## begin Document passage

Filter GTF attributes by a list of attributes

I have a GTF that looks like this with 2 000 000 rows:

I now want to filter it with a list of transcript_ids (second item in the “attributes” row). I tried with the tool Filter GTF data by attribute values_list but it outputs an empty file.
What am I missing ?

1 Like

Hi @notetienne

This result suggests that the values in the “And attribute values” input are not an exact match with the transcript_id values in the GTF dataset (have Ensembl IDs with .N where N is the version). If your list contains Ensembl IDs without a .N version or that version is not the same version as in the GTF, the data won’t match up. This dataset also must be in tabular format, with the IDs in the first column.

The tool form input for “Using attribute name” also needs to be exactly this for your stated goal. Make sure there are no trailing spaces: transcript_id

If you cannot solve the problem with that information:

  1. What values does the tabular filter dataset contain? Click on the “eye” icon to display it in the center panel, then screenshot it and post it back. The first few lines is enough.

## end Document passage
## begin Information shown

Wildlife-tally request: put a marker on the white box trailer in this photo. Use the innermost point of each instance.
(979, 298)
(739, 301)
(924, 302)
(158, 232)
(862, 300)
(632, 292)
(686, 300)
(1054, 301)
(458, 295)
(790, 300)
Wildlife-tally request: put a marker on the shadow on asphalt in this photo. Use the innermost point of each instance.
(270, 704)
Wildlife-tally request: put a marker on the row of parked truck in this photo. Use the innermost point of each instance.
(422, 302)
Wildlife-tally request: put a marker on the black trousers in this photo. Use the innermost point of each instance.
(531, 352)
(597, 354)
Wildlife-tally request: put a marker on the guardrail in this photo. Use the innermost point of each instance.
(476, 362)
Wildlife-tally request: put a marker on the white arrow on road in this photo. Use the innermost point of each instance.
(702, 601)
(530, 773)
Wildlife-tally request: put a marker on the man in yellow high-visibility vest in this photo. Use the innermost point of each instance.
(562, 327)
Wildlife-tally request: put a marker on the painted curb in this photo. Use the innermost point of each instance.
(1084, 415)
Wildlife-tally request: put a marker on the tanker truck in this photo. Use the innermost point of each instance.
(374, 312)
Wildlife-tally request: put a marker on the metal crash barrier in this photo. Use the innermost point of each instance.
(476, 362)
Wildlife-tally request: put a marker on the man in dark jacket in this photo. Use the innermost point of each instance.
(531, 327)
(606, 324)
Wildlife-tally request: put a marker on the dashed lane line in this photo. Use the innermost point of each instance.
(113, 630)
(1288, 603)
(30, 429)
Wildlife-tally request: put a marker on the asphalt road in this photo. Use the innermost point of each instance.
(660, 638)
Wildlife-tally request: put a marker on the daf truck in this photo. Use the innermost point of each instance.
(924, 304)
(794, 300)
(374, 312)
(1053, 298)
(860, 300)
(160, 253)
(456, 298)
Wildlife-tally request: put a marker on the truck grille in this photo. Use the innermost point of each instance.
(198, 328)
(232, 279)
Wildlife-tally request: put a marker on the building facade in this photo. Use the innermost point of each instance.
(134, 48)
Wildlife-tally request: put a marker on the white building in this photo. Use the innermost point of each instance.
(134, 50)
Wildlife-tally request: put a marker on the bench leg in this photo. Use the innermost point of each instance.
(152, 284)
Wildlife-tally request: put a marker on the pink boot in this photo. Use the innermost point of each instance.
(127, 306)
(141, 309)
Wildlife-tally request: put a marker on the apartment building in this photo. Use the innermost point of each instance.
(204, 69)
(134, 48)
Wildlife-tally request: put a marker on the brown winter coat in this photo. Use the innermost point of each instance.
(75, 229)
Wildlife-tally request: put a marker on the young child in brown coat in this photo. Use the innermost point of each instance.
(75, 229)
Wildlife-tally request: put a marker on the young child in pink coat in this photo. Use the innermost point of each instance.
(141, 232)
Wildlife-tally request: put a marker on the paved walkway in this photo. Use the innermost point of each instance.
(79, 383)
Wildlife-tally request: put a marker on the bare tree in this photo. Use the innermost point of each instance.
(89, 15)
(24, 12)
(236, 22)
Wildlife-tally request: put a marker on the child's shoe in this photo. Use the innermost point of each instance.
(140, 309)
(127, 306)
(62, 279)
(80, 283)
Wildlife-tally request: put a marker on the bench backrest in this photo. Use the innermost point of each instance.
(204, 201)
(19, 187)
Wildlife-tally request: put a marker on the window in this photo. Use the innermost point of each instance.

## end Information shown

What is asked |
**a.** In the forum thread on filtering GTF attributes, what format must the dataset of attribute values be in?
**b.** Write the next part of the forum thread on filtering GTF attributes, picking up after its final line.

Answers for this exercise |
**a.** It must be in tabular format, with the IDs in the first column.

**b.**
  2. A screenshot of the tool form will also help. Click on the “rerun” (double-circle icon in an expanded dataset) to bring up the original tool form from a run producing no results or unexpected results. That view may also help you to double-check what was originally entered.

Let’s start troubleshooting from there :slight_smile:

Hi @jennaj

Thank you for your help, it worked! :slightly_smiling_face:

I know need to extract “gene_id” from the resulting GTF, is there a tool in Galaxy that can read and handle the “attributes” column of a GTF or GFF? I think I can do it with Excel but I suppose there is a better option?

1 Like

Hi @notetienne

These attributes can be parsed out in Galaxy.

  • Try the tool: Convert GTF to BED12
  • Open the Advanced options. There are two that are likely of interest, and one of those is required to produce a tabular output that contains gene_id and transcript_id values.
    • Output transcript information file: Set to yes to produce the tabular output (required)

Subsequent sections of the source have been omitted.